[Directions]: What is needed is a single figure: how many lines of the records below contain the word "sidewalk".

[Dataset records]:
────────

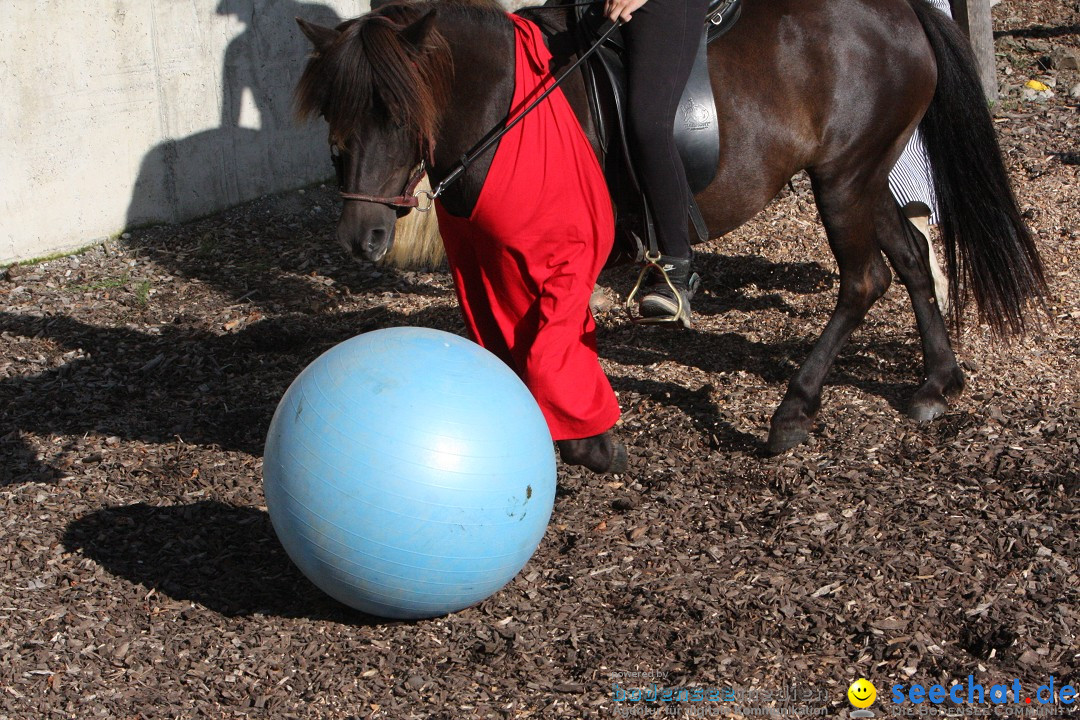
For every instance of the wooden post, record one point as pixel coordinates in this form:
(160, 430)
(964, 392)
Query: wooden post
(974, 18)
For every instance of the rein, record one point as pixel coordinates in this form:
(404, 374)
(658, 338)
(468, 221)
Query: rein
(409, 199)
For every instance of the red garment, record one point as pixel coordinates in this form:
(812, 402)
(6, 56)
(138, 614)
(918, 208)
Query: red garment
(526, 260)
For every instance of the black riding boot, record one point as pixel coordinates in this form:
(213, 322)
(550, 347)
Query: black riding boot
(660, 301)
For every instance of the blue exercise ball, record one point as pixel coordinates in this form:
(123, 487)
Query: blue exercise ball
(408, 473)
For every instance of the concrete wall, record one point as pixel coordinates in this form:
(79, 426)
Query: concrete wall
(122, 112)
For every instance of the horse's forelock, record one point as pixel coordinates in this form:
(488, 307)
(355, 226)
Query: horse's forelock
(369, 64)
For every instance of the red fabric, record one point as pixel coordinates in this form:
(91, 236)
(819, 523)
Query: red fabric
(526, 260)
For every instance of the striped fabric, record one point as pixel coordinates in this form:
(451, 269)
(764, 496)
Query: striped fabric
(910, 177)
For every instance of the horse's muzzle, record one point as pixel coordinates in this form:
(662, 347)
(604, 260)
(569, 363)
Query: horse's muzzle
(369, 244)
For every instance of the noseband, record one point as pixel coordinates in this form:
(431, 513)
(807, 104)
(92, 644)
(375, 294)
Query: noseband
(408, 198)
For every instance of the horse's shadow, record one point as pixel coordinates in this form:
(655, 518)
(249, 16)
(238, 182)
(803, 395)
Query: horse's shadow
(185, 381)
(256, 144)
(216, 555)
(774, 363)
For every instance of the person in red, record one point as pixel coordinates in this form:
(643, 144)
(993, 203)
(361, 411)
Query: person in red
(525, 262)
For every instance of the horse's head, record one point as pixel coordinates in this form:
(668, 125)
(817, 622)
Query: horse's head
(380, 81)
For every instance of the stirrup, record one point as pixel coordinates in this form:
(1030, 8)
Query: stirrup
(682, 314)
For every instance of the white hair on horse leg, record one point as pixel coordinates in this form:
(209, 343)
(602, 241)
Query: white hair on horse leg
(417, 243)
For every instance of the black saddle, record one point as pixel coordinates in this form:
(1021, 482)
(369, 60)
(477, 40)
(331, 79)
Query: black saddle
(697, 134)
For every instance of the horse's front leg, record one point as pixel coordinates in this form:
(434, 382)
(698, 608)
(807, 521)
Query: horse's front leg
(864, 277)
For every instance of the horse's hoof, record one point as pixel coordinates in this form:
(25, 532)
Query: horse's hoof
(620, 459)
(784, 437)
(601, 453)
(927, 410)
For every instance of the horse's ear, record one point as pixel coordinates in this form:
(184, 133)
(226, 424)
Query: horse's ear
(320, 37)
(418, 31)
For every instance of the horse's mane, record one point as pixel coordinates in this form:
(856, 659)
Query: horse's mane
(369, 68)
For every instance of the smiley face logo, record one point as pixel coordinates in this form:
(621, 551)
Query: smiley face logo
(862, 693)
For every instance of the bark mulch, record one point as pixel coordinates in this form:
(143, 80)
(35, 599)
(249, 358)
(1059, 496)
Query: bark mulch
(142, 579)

────────

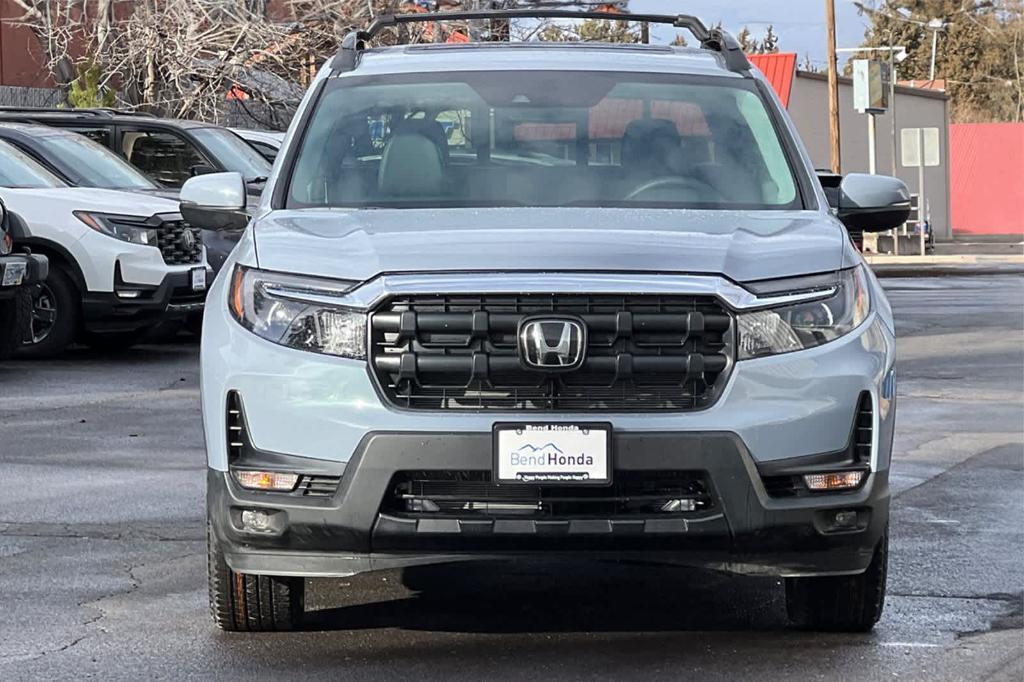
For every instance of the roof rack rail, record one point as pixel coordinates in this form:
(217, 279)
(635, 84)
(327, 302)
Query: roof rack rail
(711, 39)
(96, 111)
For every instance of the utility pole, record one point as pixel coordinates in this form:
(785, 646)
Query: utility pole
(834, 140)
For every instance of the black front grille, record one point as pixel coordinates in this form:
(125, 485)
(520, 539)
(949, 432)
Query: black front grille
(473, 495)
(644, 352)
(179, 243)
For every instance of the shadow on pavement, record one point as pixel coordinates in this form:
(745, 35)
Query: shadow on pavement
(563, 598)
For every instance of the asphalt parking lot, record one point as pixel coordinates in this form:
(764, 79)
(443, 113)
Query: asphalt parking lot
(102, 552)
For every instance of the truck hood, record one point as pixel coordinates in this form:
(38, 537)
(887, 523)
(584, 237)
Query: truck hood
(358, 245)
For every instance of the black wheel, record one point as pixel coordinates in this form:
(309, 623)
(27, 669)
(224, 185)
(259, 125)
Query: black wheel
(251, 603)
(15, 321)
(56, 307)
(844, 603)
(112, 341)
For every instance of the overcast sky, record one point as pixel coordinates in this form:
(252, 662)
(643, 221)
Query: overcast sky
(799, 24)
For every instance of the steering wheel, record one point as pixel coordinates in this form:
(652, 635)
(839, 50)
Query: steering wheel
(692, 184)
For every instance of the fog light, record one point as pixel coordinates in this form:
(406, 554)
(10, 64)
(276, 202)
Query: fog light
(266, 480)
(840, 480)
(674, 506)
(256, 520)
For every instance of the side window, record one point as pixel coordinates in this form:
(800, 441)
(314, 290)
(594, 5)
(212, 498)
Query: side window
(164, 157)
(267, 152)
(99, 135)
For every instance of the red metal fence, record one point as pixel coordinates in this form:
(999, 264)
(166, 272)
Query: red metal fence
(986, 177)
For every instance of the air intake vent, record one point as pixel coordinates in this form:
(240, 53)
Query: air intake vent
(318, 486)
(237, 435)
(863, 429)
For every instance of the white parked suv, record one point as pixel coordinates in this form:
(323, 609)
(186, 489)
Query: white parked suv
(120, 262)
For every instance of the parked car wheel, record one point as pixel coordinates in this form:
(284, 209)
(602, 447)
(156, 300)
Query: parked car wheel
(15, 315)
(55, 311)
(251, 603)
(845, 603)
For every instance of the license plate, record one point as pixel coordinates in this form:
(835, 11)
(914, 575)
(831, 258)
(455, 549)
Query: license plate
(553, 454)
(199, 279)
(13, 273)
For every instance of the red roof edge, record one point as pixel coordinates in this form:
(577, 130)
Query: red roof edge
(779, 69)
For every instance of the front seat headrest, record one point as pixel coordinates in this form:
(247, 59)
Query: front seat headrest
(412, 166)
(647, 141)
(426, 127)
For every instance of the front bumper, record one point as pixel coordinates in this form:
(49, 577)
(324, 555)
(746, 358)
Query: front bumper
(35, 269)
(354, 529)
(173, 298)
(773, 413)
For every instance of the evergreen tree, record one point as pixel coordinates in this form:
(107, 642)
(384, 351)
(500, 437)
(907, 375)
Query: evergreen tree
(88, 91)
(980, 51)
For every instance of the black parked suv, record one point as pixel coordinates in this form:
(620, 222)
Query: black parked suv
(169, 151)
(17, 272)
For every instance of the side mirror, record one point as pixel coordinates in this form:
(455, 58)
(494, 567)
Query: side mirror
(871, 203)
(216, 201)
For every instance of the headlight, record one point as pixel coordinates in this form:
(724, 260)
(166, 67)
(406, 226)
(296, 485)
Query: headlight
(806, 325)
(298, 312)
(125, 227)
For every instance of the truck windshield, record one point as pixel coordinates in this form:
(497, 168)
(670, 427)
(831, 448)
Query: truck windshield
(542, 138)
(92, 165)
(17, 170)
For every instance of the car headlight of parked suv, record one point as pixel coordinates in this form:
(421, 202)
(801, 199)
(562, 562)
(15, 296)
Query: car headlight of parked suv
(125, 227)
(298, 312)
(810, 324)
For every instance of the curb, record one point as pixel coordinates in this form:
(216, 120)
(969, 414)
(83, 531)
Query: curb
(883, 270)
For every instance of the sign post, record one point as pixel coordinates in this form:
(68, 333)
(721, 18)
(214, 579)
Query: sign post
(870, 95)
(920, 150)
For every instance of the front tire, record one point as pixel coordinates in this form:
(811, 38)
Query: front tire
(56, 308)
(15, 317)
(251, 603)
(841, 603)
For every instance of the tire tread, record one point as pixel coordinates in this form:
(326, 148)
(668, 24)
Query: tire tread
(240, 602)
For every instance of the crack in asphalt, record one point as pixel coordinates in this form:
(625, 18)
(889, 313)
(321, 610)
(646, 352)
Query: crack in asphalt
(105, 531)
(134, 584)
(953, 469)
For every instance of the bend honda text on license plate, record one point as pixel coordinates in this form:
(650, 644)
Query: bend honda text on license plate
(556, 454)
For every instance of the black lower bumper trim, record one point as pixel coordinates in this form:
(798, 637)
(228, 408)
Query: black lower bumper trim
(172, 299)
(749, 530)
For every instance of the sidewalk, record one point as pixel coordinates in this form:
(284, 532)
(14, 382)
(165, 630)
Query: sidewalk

────────

[Worked solution]: 2